Segment Start: EXERCISE DATA

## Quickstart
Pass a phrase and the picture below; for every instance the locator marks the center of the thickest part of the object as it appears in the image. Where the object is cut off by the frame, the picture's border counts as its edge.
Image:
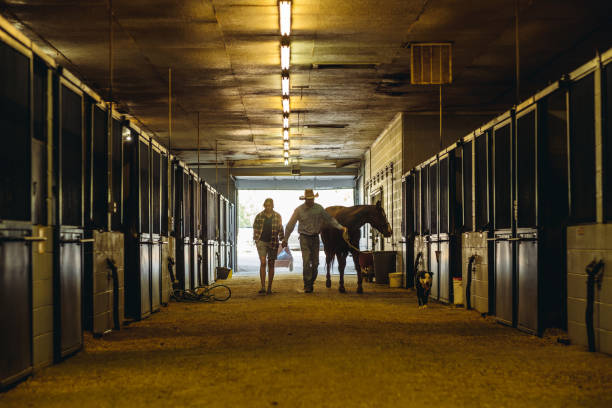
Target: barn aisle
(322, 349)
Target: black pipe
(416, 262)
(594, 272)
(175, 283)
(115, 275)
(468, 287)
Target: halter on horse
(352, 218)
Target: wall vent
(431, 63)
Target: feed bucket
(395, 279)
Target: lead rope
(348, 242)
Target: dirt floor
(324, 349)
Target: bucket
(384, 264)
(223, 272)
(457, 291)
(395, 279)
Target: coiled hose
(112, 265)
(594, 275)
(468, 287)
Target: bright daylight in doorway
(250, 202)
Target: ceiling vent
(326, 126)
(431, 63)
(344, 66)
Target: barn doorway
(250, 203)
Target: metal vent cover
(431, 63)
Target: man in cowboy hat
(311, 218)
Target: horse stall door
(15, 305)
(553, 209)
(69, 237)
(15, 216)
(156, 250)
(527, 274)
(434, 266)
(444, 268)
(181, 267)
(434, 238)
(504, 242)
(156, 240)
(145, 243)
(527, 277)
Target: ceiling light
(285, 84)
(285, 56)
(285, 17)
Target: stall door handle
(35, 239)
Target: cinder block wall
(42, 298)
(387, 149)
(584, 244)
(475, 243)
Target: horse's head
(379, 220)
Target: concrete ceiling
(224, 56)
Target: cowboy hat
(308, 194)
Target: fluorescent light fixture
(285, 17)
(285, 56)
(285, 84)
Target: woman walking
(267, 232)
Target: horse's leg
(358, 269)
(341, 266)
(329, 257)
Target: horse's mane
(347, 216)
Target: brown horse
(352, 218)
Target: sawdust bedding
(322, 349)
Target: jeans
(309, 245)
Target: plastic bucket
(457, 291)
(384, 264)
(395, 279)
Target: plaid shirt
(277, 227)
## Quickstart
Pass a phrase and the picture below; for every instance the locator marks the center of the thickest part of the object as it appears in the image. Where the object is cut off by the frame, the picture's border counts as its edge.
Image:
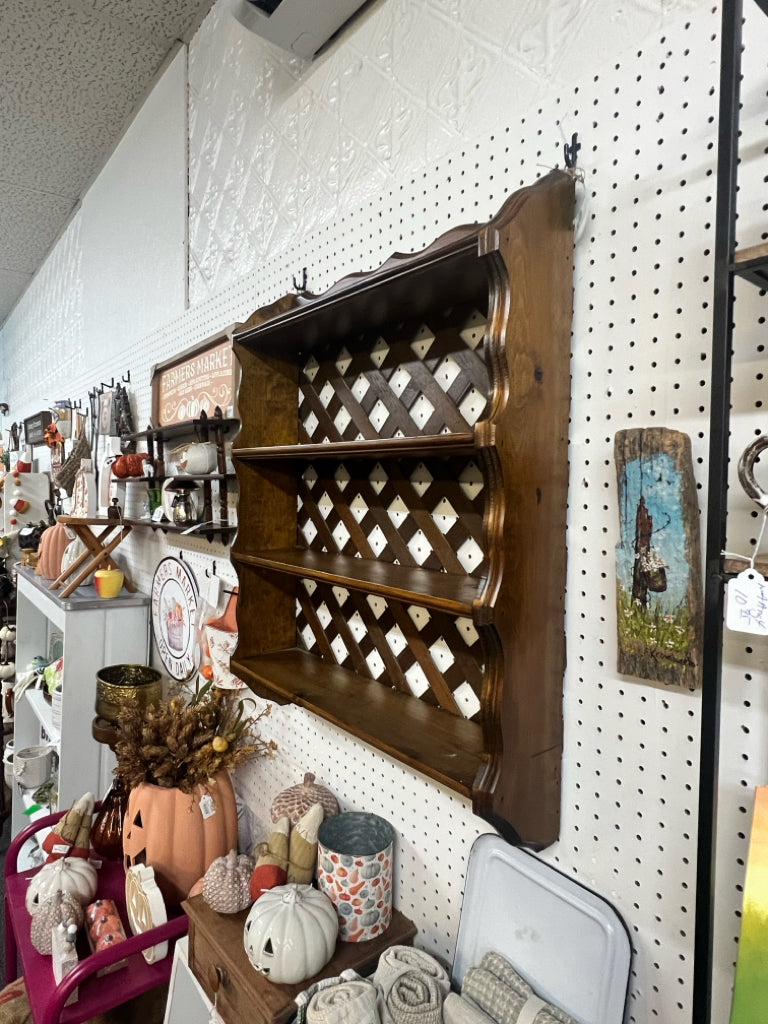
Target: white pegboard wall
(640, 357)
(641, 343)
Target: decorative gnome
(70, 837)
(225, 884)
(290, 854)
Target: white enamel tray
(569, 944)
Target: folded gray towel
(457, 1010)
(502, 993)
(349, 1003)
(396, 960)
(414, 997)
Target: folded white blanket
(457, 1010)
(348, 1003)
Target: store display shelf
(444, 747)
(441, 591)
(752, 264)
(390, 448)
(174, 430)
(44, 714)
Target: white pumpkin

Segment End: EXERCISE DATA
Segment Start: EXERCISE DATA

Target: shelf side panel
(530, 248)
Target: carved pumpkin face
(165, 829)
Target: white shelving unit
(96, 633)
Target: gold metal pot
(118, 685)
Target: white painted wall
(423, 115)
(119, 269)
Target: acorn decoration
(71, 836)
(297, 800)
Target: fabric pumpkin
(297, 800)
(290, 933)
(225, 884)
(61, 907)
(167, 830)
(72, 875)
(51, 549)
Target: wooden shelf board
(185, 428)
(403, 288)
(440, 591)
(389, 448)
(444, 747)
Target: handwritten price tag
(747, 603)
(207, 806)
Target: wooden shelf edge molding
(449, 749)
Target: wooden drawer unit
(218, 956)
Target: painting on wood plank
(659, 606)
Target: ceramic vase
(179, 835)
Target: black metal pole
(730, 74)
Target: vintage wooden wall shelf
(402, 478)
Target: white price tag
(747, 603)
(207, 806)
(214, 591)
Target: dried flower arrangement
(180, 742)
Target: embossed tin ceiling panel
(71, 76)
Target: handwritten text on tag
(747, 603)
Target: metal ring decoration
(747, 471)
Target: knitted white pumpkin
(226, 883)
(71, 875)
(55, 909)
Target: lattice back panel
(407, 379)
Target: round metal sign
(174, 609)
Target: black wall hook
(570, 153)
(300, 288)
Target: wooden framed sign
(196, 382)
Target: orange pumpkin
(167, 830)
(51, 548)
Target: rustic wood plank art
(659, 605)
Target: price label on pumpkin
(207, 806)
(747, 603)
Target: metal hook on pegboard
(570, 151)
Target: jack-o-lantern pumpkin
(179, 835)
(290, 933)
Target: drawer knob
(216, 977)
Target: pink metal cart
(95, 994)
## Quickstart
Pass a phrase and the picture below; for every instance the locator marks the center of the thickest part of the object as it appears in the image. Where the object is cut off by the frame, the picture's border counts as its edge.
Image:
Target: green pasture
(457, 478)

Segment End: EXERCISE DATA
Segment Start: EXERCISE DATA

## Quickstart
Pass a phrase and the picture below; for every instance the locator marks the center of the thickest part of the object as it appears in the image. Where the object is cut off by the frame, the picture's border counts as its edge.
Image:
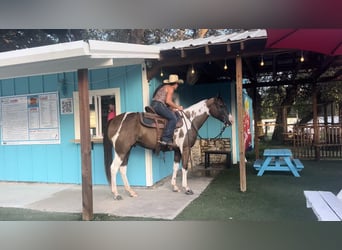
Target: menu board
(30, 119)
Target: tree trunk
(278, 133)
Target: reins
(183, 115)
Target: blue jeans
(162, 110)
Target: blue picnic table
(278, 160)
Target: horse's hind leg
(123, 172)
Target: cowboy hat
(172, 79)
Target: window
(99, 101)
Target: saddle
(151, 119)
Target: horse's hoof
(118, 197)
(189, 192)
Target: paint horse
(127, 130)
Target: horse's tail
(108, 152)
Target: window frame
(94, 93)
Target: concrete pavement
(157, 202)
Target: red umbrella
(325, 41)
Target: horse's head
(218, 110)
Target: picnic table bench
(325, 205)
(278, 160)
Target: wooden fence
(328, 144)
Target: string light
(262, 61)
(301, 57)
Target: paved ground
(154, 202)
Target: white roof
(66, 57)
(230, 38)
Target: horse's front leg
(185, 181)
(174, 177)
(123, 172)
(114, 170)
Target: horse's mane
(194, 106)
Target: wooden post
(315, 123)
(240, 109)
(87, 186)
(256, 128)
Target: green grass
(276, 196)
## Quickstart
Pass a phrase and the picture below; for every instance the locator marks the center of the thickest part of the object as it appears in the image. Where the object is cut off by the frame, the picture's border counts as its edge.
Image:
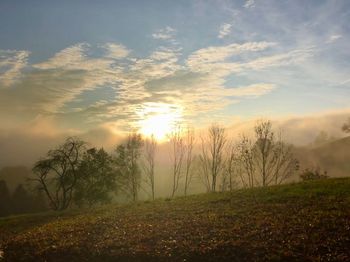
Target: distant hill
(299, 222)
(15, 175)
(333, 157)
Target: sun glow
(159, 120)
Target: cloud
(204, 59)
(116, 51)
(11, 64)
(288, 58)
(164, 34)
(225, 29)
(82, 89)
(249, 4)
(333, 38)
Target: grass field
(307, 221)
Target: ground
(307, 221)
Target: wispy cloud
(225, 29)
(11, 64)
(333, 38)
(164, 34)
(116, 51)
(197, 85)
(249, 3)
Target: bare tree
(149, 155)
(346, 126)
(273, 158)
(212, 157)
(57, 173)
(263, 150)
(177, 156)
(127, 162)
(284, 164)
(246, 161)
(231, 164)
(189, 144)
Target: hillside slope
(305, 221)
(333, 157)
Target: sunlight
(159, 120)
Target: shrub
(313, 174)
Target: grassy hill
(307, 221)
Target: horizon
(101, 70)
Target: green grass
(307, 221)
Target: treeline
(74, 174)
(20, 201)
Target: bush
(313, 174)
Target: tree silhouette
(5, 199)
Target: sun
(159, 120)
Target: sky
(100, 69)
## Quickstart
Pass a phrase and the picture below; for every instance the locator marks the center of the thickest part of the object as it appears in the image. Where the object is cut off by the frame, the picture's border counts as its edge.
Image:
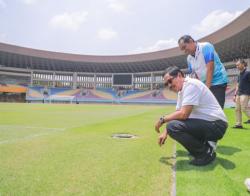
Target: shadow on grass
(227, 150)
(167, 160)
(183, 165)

Segment End: EXERCISE DATA

EXERCISE PROMPT
Send back an exact copy of only the lines from the line with "Target: folded gray towel" up to and including the line with "Target: white pumpkin" in the data above.

EXERCISE RESULT
Target: folded gray towel
(457, 1010)
(502, 993)
(349, 1003)
(396, 960)
(414, 997)
Target: folded white blanket
(457, 1010)
(348, 1003)
Target: store display shelf
(444, 747)
(441, 591)
(752, 264)
(390, 448)
(174, 430)
(44, 714)
Target: white pumpkin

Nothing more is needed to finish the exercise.